**ZU ERLEDIGEN**.
1. Schreib den Textauszug von „Das Porzellan ist“ bis „die Öffentlichkeit gelangt.“ noch einmal ab und ersetze dabei „Porzellan“ durch „Geschirr“.
2. Welche Personen werden im Textauszug mit Namen genannt? Zähle alle auf.

Das Porzellan ist zerschlagen im Kreishaus. Damit hat der Stadt-Anzeiger recht. Zerschlagen hat es vor allem der Landrat selbst. Stefan Brockmeier schreibt in der Zeitung, daß Santelmann hinter vorgehaltener Hand “ein autoritärer, selbstverliebter Führungsstil nachgesagt” werde und es seit langem in der Kreisverwaltung gäre. Erst mit der Bitte seines Stellvertreters, des Kreisdirektors Werdel, von der Leitung des Krisenstabes entpflichtet zu werden, ist der ganze Konflikt und sein Ausmaß peu à peu in die Öffentlichkeit gelangt.
Wenn aber stimmen sollte, daß der Landrat einer Vereinbarung über die Arbeitsteilung in der Verwaltungsspitze zugestimmt, womöglich an ihr mitgearbeitet, und diese auch im Ältestenrat zustimmend vorgestellt habe, dann, finde ich, hat Santelmann auch mit den Kreistagsmitgliedern und den Fraktionen ein schäbiges Spiel betrieben. Vertrauen verspielt man vollends, wenn man einer Vereinbarung zustimmt und hinter dem Rücken die Bezirksregierung gegen die gleiche Vereinbarung mobilisiert. Ich frage mich, welche Rolle in diesem Pöstchenpoker der ehemalige Bürgermeister der Stadt Bergisch Gladbach und seinerzeitige Förderer von Stephan Santelmann, Lutz Urbach, spielt, der in der Bezirksregierung für die Kommunalaufsicht zuständig ist.
Es wird weitergehen in diesem unwürdigen Spiel. Die Bürgerinnen und Bürger des Kreises hätten ein Anrecht darauf, daß die offenen Fragen von der CDU beantwortet werden. Hätten. Die Mitarbeiter der Verwaltung hätten ein Anrecht darauf, daß in der Kreisverwaltung nicht wieder Angst aufkommt angesichts eines vollkommen ungeeigneten und allenfalls unter preußischen Bedingungen üblichen Führungsstils des Chefs der Behörde. Hätten. Die Kommunen im Kreis hätten ein Anrecht darauf, daß in den Fragen des Gesundheitsschutzes und der Pandemiebekämpfung die Verwaltung ihr Bestes gibt, wie unter Werdel, und nicht herumstolpert, wie unter der unseligen Führung von Santelmann. Hätten. On verra. Man wird sehen.
Empörung alleine wird nichts ändern.
Vielleicht stellen wir nur die falschen Fragen. Vielleicht sollten wir einmal hinterfragen, warum jemand so handelt, wie er es tut.
Und um es abzukürzen: warum erfüllt das Menschenbild in den Wirtschaftswissenschaften in so vielen Punkten die Kriterien für einen Psychopathen?

**ROHDATEN**.
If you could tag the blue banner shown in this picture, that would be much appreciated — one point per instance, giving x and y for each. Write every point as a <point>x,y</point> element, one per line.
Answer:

**LÖSUNGEN**.
1.
Das Geschirr ist zerschlagen im Kreishaus. Damit hat der Stadt-Anzeiger recht. Zerschlagen hat es vor allem der Landrat selbst. Stefan Brockmeier schreibt in der Zeitung, daß Santelmann hinter vorgehaltener Hand “ein autoritärer, selbstverliebter Führungsstil nachgesagt” werde und es seit langem in der Kreisverwaltung gäre. Erst mit der Bitte seines Stellvertreters, des Kreisdirektors Werdel, von der Leitung des Krisenstabes entpflichtet zu werden, ist der ganze Konflikt und sein Ausmaß peu à peu in die Öffentlichkeit gelangt.

2.
- Stefan Brockmeier
- Stephan Santelmann
- Werdel
- Lutz Urbach